Document section:
#####

LAST Sunday's BBC film about the Manchester United plane crash at Munich was a perfect reminder of why drama cannot really tell us about history. Actual events are usually too complex to render into a palatable narrative and in the case of Munich, the fare was simply too protein-rich, the possible storylines too varied.
So the Munich disaster is a dramatic conundrum. The story of the greatest football team England had ever produced, under the greatest manager Britain has ever known, being all but wiped out in a plane crash remains immune to narrative reconstruction. Why?
The fundamental ingredients are there: the English league insisting that Manchester United return for a domestic match; the determination of Matt Busby not to forfeit English league points; the insistence of the pilot on taking off in almost impossible conditions. There you have it -- hubris galore, with Nemesis poised.
But then consider the post-Nemesis events: that Manchester United then made it to the FA Cup Final -- where they were defeated in large part by a dreadful foul on the true hero of Munich, the goalkeeper Harry Gregg.
The post-post-Nemesis is even more preposterous. Matt Busby, the manager who narrowly survived the disaster, then assembled another great team, which won the European Cup 10 years on.
At the heart of that team was Bobby Charlton, the only star of both teams, and now a world-cup medallist and a world footballer of the year.
But for the gallant Harry Gregg, who had risked his life returning to the burning plane to rescue several injured passengers, there was decline and near-ruin in the decades that followed.
Quite lost in the BBC film was Liam (Billy) Whelan, one of the last of the great left-footed midfielders which Dublin used to mass-produce in the streets around Dalymount Park.
In his final moments, he declared: "If this is death, I am ready for it." His life, his football skills, his heroic death, never make it to any portrayal of Munich. This is not because of an anti-Irish bias, but because the narrative competition is so great.
His teammate Duncan Edwards was the finest player in England: an international at the age of 17 and surely destined to be the greatest footballer in the world. He was not killed outright, but hung on for 12 days, sustained only by his mighty willpower.
The world metaphorically gathered around his hospital bed, as once it had waited for news of Little Nell in "The Old Curiosity Shop" -- until finally his grasp slipped from the greasy bar. No actual deathbed scene had ever been as avidly attended as his.
Across the world, people who had never previously heard of Manchester United now knew of this "Duncan Edwards" and his valiant attempt to stay alive. He alone merited a film.

#####

Task: In the commentary on the Munich plane crash above, please name the player who went back into the burning plane to rescue injured passengers.

Text-to-region grounding data:
#####

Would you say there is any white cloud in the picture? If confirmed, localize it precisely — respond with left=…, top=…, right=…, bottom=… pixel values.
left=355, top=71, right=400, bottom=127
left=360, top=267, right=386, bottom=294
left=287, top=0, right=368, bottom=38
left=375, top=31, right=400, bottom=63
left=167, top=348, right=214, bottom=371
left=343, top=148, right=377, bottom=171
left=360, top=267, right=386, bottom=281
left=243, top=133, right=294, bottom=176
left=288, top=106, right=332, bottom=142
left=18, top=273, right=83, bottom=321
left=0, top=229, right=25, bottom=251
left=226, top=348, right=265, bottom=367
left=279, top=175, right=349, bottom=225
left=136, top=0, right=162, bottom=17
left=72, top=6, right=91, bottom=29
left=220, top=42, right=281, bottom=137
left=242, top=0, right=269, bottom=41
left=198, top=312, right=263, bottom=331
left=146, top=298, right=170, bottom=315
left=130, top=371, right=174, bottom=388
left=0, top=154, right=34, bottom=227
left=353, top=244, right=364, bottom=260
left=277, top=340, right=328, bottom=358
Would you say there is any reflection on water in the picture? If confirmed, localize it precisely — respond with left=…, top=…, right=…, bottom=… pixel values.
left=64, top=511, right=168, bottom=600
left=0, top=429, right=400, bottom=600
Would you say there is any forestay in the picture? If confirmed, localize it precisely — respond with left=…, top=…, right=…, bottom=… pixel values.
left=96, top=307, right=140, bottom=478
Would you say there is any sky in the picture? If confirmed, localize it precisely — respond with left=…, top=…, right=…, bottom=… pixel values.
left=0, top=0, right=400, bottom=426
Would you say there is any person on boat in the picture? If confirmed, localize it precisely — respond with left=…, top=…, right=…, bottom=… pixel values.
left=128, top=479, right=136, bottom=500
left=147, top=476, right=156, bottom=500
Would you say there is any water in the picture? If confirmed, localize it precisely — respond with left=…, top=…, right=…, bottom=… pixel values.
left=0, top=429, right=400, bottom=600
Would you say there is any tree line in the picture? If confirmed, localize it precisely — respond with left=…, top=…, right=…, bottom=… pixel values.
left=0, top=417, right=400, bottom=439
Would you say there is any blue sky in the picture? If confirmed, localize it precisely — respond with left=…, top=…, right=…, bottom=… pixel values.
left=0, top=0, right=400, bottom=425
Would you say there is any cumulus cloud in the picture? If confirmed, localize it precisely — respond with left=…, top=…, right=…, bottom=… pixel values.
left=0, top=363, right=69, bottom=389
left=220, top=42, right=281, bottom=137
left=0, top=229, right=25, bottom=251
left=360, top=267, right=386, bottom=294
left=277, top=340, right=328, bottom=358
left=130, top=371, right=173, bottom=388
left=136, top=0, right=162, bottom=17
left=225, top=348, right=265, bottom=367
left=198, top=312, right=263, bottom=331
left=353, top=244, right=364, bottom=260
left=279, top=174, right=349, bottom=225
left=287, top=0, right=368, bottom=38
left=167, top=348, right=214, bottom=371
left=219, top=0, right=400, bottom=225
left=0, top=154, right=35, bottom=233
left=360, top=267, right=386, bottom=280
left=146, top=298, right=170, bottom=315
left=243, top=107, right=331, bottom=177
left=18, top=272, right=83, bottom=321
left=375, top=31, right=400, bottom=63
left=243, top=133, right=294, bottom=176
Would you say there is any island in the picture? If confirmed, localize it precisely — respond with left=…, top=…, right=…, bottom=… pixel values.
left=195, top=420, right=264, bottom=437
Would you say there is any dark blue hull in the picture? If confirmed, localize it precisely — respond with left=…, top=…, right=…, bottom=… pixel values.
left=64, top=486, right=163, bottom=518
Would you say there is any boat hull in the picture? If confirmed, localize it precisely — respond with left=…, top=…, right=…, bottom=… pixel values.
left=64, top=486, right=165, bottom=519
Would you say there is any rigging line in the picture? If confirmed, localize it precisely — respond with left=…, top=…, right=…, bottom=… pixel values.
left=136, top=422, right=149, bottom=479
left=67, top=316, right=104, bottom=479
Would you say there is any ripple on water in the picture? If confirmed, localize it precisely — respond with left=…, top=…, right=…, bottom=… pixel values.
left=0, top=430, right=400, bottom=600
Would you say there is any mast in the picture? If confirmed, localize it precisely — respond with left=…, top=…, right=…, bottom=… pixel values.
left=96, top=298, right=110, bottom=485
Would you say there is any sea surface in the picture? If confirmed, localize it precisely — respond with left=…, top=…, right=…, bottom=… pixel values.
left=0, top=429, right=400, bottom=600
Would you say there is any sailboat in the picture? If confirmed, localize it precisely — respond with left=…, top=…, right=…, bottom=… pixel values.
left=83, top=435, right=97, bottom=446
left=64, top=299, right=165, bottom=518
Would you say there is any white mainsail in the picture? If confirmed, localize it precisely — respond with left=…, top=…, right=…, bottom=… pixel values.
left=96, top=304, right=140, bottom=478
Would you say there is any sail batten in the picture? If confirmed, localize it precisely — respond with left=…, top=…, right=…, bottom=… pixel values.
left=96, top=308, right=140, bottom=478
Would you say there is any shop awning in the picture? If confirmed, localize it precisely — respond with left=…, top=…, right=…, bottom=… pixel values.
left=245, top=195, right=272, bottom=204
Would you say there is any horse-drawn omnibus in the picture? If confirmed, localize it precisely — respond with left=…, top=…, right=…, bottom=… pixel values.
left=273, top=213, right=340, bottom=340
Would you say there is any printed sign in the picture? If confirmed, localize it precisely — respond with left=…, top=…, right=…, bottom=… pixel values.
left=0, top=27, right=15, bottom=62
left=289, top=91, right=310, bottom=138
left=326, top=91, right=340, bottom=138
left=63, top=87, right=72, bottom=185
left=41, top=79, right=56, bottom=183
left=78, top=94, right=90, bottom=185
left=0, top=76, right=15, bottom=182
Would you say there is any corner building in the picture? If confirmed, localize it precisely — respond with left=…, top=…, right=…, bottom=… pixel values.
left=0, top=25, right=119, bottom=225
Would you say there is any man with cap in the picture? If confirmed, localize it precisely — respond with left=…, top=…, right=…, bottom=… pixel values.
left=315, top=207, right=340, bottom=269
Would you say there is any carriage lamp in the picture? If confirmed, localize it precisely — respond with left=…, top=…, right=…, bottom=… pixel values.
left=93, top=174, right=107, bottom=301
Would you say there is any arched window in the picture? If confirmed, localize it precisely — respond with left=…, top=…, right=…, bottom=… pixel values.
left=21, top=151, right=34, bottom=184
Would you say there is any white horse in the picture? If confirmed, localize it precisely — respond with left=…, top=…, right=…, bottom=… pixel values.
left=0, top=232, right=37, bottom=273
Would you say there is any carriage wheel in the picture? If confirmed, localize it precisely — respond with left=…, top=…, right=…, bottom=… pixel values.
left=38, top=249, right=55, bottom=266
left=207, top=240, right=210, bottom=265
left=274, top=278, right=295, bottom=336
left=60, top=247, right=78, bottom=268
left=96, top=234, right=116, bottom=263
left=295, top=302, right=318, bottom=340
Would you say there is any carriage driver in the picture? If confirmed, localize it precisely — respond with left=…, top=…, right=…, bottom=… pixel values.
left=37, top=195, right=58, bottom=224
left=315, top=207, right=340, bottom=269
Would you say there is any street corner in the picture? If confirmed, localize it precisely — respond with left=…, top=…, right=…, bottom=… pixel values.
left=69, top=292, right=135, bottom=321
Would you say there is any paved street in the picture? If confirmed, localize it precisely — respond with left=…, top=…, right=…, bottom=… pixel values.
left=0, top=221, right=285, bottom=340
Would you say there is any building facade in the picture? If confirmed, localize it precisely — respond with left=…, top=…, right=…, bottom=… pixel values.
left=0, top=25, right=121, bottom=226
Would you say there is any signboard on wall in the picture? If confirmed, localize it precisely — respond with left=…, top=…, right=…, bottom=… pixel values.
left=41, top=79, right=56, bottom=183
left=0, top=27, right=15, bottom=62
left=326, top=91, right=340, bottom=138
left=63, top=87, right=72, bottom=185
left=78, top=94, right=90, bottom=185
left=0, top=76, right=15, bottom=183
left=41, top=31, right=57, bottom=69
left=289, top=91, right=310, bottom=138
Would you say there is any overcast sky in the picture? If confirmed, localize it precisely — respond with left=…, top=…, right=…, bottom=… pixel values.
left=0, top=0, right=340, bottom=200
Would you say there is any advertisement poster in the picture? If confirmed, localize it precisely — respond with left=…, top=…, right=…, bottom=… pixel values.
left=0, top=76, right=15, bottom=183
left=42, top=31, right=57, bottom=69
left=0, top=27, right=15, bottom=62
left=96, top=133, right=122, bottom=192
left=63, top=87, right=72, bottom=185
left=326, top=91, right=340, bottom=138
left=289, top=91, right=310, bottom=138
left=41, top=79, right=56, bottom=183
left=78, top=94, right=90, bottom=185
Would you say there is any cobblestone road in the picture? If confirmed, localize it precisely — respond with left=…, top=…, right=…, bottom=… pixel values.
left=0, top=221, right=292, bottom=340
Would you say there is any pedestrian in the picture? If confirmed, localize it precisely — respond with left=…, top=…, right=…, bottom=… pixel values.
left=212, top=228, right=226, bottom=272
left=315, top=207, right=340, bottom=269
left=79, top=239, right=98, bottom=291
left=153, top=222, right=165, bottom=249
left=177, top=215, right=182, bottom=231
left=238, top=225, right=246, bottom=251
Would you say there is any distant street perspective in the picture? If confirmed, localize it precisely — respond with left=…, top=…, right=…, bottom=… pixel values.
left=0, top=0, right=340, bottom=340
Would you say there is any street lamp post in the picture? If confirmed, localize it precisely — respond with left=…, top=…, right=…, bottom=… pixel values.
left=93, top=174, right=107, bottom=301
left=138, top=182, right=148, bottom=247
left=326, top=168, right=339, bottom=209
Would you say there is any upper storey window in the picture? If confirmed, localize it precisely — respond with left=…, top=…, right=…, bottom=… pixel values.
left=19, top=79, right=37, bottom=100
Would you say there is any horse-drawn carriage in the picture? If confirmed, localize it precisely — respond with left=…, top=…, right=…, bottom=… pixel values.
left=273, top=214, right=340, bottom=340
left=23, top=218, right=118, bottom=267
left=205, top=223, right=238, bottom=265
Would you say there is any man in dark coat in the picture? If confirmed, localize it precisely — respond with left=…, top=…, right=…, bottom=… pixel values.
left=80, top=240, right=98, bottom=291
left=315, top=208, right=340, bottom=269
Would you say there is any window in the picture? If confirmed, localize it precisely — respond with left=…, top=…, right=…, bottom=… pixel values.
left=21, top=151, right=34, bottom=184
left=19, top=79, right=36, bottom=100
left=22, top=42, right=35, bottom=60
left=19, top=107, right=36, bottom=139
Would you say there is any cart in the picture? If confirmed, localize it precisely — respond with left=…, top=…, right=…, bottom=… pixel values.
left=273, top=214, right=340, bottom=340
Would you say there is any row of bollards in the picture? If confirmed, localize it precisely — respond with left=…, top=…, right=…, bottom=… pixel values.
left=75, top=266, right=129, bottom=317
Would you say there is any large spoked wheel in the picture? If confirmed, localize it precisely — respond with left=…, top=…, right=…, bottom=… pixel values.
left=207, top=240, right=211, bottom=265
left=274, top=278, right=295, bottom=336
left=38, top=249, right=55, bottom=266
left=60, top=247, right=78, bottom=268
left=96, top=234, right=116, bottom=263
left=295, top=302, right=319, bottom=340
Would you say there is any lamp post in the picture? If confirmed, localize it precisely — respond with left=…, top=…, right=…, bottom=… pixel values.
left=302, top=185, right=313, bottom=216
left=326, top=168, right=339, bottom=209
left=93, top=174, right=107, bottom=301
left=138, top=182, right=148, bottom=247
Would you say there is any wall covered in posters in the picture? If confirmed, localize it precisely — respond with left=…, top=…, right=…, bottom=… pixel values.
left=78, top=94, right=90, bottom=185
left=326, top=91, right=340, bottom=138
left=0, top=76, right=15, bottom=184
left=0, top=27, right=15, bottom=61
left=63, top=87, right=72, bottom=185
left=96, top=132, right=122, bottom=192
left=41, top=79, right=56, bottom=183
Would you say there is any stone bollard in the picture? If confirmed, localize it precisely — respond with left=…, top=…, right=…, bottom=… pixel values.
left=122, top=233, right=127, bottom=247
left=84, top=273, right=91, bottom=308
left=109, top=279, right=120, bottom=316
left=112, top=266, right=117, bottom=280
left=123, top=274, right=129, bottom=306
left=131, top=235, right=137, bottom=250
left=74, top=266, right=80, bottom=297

#####

Finished exercise: Harry Gregg, the goalkeeper.